## Exercise
Print, exactly as given, each line of the data from the line containing "[spot] the dried" up to and including its last line.
=-=-=
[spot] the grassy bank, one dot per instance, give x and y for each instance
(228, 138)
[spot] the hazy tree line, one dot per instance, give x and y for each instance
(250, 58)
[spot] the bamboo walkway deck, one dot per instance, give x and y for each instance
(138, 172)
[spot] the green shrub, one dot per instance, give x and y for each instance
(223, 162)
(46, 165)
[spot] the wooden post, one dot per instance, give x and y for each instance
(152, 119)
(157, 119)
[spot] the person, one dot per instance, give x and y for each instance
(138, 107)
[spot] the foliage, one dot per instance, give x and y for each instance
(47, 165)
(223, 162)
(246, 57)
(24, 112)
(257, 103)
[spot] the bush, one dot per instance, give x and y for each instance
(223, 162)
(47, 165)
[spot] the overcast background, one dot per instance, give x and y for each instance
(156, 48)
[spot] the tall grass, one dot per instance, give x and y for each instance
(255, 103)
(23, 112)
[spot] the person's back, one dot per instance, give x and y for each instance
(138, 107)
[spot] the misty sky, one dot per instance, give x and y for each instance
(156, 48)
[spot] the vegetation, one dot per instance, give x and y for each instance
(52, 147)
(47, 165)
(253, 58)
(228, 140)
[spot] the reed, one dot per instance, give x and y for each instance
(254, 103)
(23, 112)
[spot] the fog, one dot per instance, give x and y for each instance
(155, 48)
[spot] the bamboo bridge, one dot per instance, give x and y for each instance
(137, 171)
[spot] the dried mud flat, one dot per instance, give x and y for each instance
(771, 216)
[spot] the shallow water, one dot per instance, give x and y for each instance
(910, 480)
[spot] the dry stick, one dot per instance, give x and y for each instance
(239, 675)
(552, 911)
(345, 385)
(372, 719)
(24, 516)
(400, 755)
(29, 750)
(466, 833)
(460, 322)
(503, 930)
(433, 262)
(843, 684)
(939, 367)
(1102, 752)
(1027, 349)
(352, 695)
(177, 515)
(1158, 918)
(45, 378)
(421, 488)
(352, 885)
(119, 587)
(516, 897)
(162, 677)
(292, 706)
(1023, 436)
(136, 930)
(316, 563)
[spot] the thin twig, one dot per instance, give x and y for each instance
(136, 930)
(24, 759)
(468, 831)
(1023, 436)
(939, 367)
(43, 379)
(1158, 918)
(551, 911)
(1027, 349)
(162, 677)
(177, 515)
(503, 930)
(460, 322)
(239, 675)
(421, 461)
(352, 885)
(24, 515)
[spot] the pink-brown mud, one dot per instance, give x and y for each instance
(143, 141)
=-=-=
## Written response
[spot] the dried mud flat, one dot per instance, give x and y for each instance
(771, 216)
[spot] the shallow water, one dot per instance, give x and y for each instance
(910, 480)
[spot] the dry stick, one dot per instance, give x and y for each instance
(239, 675)
(552, 911)
(345, 385)
(372, 719)
(24, 516)
(400, 755)
(29, 750)
(466, 833)
(460, 322)
(503, 930)
(433, 262)
(843, 684)
(939, 367)
(1102, 752)
(1027, 349)
(352, 695)
(177, 515)
(1158, 918)
(45, 378)
(421, 488)
(352, 885)
(119, 587)
(516, 897)
(162, 677)
(292, 706)
(1023, 436)
(136, 930)
(316, 563)
[spot] the thin twig, one dot per instance, give x and y for each instance
(136, 930)
(24, 759)
(468, 831)
(1023, 436)
(939, 367)
(43, 379)
(1158, 918)
(551, 911)
(1027, 349)
(162, 677)
(177, 515)
(503, 930)
(460, 322)
(239, 675)
(421, 461)
(352, 885)
(24, 515)
[spot] the pink-brown mud, one dot per instance, give x and y for each instance
(143, 141)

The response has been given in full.